→ Description of the task: State how many lines in the items below contain the string "paved", and give only that number.

------ Records shown ------

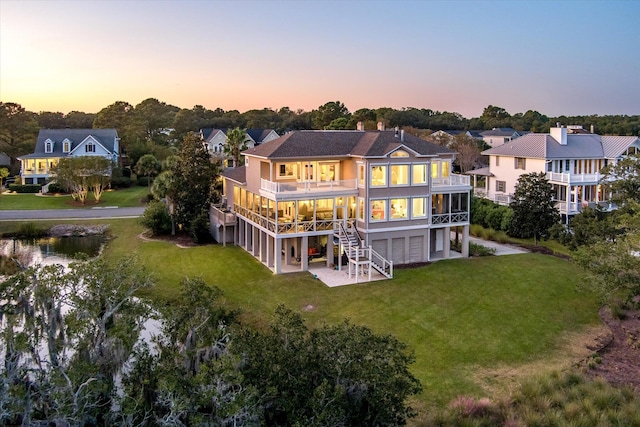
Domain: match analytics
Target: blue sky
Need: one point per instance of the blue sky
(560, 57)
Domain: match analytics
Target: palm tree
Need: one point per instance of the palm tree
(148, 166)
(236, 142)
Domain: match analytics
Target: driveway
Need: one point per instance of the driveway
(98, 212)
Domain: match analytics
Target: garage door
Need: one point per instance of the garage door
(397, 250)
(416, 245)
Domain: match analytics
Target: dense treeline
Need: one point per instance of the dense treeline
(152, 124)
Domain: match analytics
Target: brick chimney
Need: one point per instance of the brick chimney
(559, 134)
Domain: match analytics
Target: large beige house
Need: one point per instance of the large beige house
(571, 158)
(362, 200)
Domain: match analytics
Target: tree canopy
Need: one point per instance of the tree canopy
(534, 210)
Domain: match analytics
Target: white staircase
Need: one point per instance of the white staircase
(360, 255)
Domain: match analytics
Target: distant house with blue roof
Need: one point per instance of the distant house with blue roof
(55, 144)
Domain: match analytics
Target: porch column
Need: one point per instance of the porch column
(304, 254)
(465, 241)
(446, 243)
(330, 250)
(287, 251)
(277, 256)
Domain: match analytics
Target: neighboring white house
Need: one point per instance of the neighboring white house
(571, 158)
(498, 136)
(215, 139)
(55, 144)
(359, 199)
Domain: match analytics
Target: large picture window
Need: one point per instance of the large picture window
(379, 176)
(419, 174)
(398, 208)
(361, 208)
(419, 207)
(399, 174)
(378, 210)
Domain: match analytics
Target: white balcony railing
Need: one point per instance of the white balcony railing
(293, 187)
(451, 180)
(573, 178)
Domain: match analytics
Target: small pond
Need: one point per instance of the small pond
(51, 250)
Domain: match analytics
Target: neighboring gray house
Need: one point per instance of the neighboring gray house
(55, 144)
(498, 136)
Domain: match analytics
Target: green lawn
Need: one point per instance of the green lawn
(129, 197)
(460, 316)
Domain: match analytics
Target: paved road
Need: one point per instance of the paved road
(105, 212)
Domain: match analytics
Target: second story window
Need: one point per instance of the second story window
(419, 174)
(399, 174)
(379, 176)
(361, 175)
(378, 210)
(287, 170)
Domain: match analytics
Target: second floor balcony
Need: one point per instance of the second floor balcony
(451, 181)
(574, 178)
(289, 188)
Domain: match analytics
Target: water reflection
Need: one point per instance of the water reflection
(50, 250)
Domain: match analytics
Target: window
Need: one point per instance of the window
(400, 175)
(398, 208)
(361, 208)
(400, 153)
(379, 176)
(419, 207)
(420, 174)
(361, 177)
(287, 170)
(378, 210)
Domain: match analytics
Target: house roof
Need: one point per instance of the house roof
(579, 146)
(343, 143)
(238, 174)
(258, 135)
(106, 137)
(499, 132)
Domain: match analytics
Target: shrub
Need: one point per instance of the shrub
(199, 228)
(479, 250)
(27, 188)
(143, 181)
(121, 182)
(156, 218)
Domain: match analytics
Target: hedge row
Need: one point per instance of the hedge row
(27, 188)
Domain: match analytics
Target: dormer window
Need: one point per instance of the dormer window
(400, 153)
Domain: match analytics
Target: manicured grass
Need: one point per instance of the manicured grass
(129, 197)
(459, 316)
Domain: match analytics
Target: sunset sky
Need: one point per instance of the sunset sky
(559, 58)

------
------ Records shown ------

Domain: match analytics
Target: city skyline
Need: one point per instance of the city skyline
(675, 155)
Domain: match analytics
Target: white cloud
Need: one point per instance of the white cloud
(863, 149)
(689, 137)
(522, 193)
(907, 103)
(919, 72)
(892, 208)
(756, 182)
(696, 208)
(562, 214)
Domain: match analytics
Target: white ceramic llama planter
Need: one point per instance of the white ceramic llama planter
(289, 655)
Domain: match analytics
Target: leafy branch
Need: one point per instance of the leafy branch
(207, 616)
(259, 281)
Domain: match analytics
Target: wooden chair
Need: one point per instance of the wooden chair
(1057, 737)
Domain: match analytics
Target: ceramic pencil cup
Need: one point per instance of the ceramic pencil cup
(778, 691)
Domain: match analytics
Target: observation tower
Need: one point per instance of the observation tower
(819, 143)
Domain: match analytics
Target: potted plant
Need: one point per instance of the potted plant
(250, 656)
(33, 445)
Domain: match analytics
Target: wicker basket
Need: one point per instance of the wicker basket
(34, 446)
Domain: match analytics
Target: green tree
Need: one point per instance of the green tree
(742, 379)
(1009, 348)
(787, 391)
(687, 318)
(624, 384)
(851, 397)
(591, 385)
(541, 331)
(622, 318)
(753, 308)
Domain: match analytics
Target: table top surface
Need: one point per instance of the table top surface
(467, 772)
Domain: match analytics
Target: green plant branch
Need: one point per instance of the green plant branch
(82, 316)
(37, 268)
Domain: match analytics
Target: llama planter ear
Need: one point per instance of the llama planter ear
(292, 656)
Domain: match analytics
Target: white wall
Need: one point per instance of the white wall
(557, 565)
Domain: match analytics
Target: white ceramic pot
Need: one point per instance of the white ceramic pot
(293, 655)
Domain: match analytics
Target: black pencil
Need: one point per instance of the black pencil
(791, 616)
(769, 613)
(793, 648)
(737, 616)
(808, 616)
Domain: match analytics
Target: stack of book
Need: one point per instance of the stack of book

------

→ Response to this task: 2